Treść zadania | Zaktualizuj fragment artykułu o kopalni Turów, poczynając od słów "- Zamknięcie kopalni" i ciągnąc aż po słowa "tymczasowe zamknięcie kopalni.". Wszędzie tam zamiast "europosłanka" wpisz "eurodeputowana".
----- Tekst dokumentu
Trwa ładowanie...
Notowania
Przejdź na
oprac. WZI
|

Zalewska: Polska nie wykona wyroku TSUE w sprawie Turowa

53
Podziel się:

- Zamknięcie kopalni i elektrowni Turów właściwie pozbawi życia cały region; nie ma zgody i nie będzie wykonania decyzji TSUE - powiedziała europosłanka PiS Anna Zalewska i zapowiedziała, że zaprosi do Turowa sędzię TSUE, która nakazała zamknięcie kopalni.

Zalewska: Polska nie wykona wyroku TSUE w sprawie Turowa
Polska nie wykona wyroku w sprawie Turowa - mówi europosłanka PiS. (wikimedia.org)

W piątek Trybunał Sprawiedliwości UE nakazał Polsce natychmiastowe zaprzestanie wydobycia węgla w kopalni Turów, do czasu ostatecznego rozstrzygnięcia konfliktu o funkcjonowanie kopali z Czechami.

Podczas poniedziałkowej konferencji prasowej przed kopalnią Turów europosłanka PiS Anna Zalewska zwracała uwagę, że unijne przepisy nie przewidują zastosowania takiego środka zapobiegawczego jak tymczasowe zamknięcie kopalni.
----------
----- Surowe dane
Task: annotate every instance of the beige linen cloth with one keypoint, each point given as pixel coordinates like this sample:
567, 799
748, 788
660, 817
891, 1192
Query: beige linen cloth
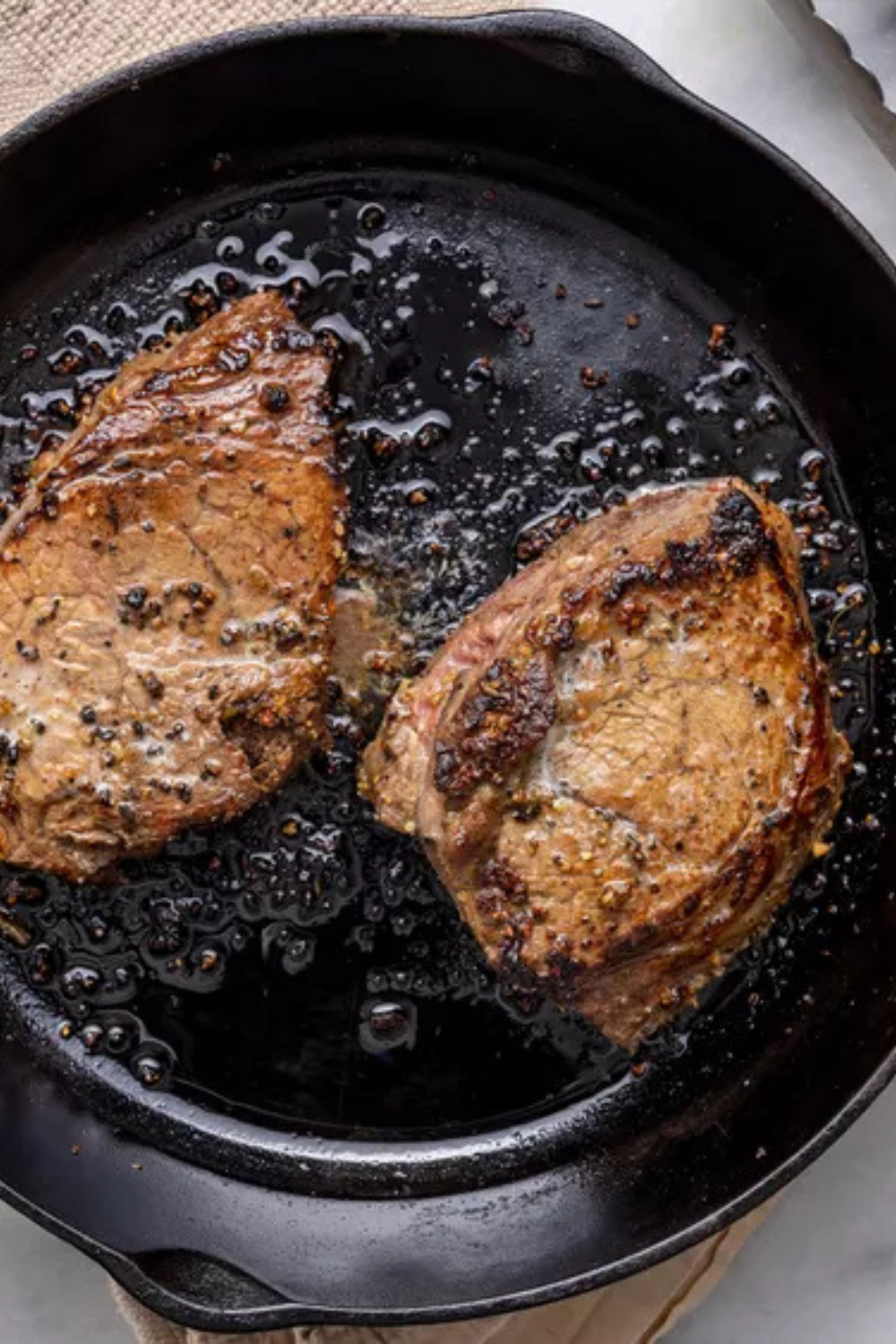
48, 47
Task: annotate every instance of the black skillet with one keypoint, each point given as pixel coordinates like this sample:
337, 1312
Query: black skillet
268, 1080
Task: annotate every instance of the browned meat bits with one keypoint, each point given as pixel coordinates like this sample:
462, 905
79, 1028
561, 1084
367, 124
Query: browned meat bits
167, 597
619, 762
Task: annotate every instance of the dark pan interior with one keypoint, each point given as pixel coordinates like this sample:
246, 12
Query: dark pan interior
492, 218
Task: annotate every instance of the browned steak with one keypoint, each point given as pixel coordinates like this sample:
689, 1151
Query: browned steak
624, 757
167, 589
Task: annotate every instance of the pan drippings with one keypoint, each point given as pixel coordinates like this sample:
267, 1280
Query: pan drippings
506, 370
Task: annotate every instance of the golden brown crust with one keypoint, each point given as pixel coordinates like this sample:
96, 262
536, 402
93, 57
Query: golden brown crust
169, 577
683, 768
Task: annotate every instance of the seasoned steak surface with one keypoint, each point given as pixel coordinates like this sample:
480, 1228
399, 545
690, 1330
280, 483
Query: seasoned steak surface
166, 597
622, 760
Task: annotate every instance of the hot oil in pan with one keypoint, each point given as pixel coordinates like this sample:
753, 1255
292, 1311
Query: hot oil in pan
506, 371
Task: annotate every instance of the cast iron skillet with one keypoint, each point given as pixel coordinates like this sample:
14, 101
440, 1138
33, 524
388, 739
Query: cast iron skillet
269, 1081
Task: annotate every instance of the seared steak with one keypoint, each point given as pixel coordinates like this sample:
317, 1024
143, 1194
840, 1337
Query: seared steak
167, 597
624, 757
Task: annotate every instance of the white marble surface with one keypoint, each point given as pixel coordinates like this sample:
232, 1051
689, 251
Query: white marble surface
823, 1269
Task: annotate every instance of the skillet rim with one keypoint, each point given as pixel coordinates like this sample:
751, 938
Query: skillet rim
501, 26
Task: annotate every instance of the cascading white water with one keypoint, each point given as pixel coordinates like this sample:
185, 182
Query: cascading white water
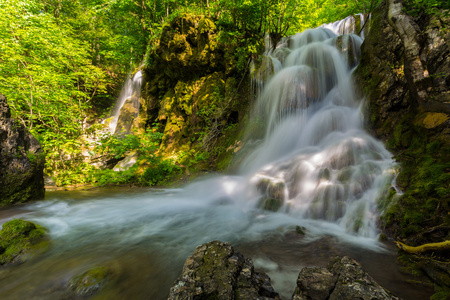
316, 161
314, 167
131, 90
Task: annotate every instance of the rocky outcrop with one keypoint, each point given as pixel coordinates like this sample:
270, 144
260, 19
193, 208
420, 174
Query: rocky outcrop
405, 75
344, 278
216, 271
21, 240
92, 281
21, 161
195, 91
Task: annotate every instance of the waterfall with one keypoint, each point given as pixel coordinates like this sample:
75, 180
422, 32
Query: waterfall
130, 94
316, 161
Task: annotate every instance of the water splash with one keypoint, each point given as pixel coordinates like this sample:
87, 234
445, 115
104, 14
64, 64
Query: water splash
131, 91
316, 161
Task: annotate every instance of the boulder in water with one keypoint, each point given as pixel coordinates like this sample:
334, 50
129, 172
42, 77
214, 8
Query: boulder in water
21, 161
344, 278
92, 281
20, 240
216, 271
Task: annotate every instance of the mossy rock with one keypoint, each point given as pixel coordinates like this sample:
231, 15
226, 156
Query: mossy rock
91, 281
271, 204
20, 240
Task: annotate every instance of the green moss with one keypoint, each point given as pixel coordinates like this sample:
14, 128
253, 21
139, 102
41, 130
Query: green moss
20, 240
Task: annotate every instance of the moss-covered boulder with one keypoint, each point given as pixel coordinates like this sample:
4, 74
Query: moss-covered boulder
92, 281
406, 82
21, 161
196, 91
344, 278
21, 240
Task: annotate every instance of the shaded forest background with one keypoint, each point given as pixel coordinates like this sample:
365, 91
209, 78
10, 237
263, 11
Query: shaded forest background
63, 63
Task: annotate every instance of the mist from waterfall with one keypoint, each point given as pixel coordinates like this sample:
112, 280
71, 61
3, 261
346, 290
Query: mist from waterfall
130, 91
316, 161
311, 165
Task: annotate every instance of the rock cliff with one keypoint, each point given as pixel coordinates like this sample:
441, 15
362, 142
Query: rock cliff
405, 75
21, 161
195, 91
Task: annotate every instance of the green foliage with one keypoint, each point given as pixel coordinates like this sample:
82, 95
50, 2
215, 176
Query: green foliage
425, 178
415, 7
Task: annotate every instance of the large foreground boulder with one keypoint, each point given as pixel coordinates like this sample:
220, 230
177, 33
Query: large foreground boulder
216, 271
344, 278
21, 161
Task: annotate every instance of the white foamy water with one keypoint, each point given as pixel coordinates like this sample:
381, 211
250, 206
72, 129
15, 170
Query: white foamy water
130, 90
315, 160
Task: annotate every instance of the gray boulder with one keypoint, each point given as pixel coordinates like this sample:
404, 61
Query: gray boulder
21, 161
344, 278
216, 271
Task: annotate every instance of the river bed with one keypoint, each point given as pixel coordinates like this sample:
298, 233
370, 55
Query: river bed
145, 235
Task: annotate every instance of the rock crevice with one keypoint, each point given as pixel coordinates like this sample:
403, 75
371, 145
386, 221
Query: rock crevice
21, 161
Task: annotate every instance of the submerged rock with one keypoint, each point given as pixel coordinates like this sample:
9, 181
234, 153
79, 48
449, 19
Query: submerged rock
216, 271
91, 281
344, 278
20, 240
21, 161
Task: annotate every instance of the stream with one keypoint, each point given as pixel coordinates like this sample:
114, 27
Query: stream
147, 234
312, 165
----------
Rozwiązanie zadania |
- Zamknięcie kopalni i elektrowni Turów właściwie pozbawi życia cały region; nie ma zgody i nie będzie wykonania decyzji TSUE - powiedziała eurodeputowana PiS Anna Zalewska i zapowiedziała, że zaprosi do Turowa sędzię TSUE, która nakazała zamknięcie kopalni.

Zalewska: Polska nie wykona wyroku TSUE w sprawie Turowa
Polska nie wykona wyroku w sprawie Turowa - mówi eurodeputowana PiS. (wikimedia.org)

W piątek Trybunał Sprawiedliwości UE nakazał Polsce natychmiastowe zaprzestanie wydobycia węgla w kopalni Turów, do czasu ostatecznego rozstrzygnięcia konfliktu o funkcjonowanie kopali z Czechami.

Podczas poniedziałkowej konferencji prasowej przed kopalnią Turów eurodeputowana PiS Anna Zalewska zwracała uwagę, że unijne przepisy nie przewidują zastosowania takiego środka zapobiegawczego jak tymczasowe zamknięcie kopalni.